**Excerpted text**
+++++

Photograph of Lap-Band Gastric Banding System for Weight Loss
In this procedure, a hollow band made of special material is placed around a small portion of the upper stomach, creating a small pouch and a narrow passage, or stoma, into the larger remainder of the stomach. The band is then inflated with a saline (salt) solution through a reservoir implanted beneath the skin during surgery. The band can be tightened or loosened over time to change the size of the passage by increasing or decreasing the amount of saline solution. When a patient eats, the pouch, or “new” stomach, fills quickly with solid food and empties slowly to relieve hunger and produce a feeling of fullness. Overeating results in pain or vomiting.
Although restrictive operations lead to weight loss in almost all patients, they are less successful than malabsorptive operations in achieving substantial, long-term weight loss. Some patients regain weight. Others are unable to adjust their eating habits and fail to lose the desired weight. Successful results depend on the patient’s willingness to adopt a long-term plan of healthy eating and regular physical activity.
Illustration of laparoscopic placement of Lap-Band around stomach
Expected Weight Loss
Using the LAP-BAND, a patient can expect to lose roughly 40 percent to 50 percent of excess weight over two years.
Benefits of LAP-BAND Surgery
Laparoscopic approach offers faster recovery, fewer complications
LAP-BAND surgery is performed laparoscopically, which means the procedure doesn’t require incisions. Laparoscopic surgery generally offers a shorter operative time, less scarring and a faster recovery; patients generally can return to work after one week. One of the major benefits of the LAP-BAND is the ability to adjust the band to the individual patient's needs. In addition, the band can be removed through a minimally invasive procedure. Compared to gastric bypass surgery, the LAP-BAND procedure typically allows patients to eat a more varied diet.
Surgeons with a great deal of LAP-BAND experience report fewer complications
First, you should know that all surgical procedures have risks, particularly for morbidly obese individuals. Discuss potential risks of surgery with your surgeon so that you are prepared to make an informed choice.
An adjustable silicone band is placed around the upper part of the stomach
There is a risk of gastric perforation (tear in the stomach wall) during or after the procedure that might require another surgery. In a clinical trial, the most common post-operative complications included mild, moderate and severe nausea and vomiting, gastroesophageal reflux, band slippage/pouch stretching and stoma obstruction.
Finally, you should know that surgeons with more experience performing this procedure report fewer complications.

+++++

**Data extract**
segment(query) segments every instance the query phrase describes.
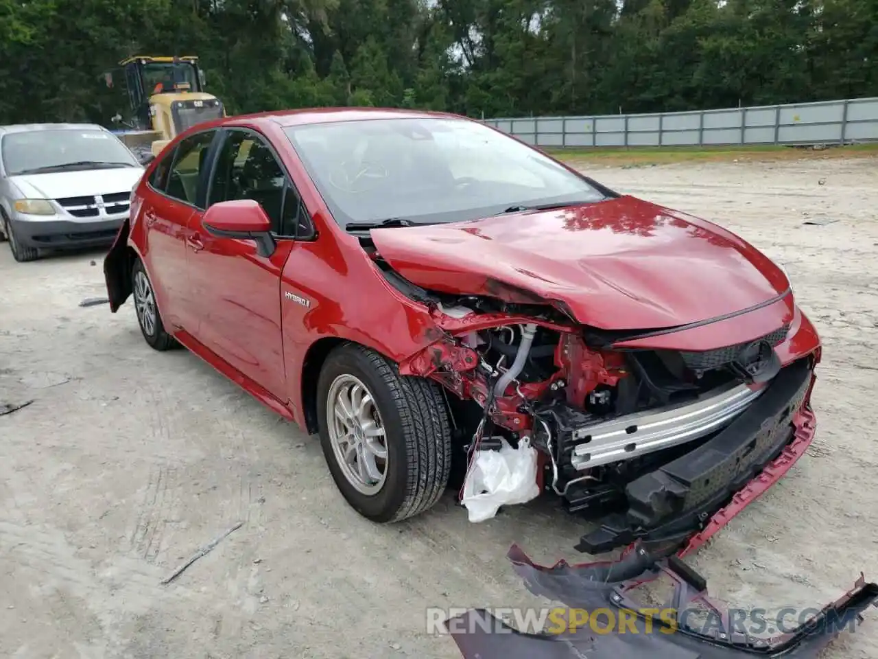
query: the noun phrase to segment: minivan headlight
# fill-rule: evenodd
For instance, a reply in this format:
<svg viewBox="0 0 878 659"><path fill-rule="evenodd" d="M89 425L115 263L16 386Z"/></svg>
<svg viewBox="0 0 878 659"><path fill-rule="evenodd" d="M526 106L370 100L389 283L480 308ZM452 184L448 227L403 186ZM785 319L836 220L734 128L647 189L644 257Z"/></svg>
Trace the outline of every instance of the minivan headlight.
<svg viewBox="0 0 878 659"><path fill-rule="evenodd" d="M54 215L54 207L47 199L17 199L15 210L26 215Z"/></svg>

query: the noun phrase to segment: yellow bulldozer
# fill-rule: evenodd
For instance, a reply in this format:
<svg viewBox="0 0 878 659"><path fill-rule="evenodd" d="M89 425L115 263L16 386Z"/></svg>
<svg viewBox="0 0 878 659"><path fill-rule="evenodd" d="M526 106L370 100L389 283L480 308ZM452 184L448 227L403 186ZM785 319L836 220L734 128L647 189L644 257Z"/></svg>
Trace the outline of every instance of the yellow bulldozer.
<svg viewBox="0 0 878 659"><path fill-rule="evenodd" d="M205 74L198 58L136 55L119 62L131 105L131 119L121 115L113 123L128 130L114 131L142 161L158 156L177 134L202 121L226 116L222 103L205 92ZM113 86L112 74L105 74Z"/></svg>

+++++

**List of tasks**
1. Answer these questions from the text about the LAP-BAND:
(a) What is the band inflated with?
(b) How much excess weight can a patient expect to lose over two years?
(c) How soon after laparoscopic surgery can patients generally return to work?
2. Rewrite the part of the LAP-BAND text starting at "Photograph of Lap-Band" and ending at "pain or vomiting.", with "pouch" changed to "sac".
3. List the most common post-operative complications in a clinical trial, as given in the LAP-BAND text.

**Responses to the tasks**
1.
(a) A saline (salt) solution.
(b) Roughly 40 percent to 50 percent.
(c) After one week.

2.
Photograph of Lap-Band Gastric Banding System for Weight Loss
In this procedure, a hollow band made of special material is placed around a small portion of the upper stomach, creating a small sac and a narrow passage, or stoma, into the larger remainder of the stomach. The band is then inflated with a saline (salt) solution through a reservoir implanted beneath the skin during surgery. The band can be tightened or loosened over time to change the size of the passage by increasing or decreasing the amount of saline solution. When a patient eats, the sac, or “new” stomach, fills quickly with solid food and empties slowly to relieve hunger and produce a feeling of fullness. Overeating results in pain or vomiting.

3.
- Mild, moderate and severe nausea and vomiting
- Gastroesophageal reflux
- Band slippage/pouch stretching
- Stoma obstruction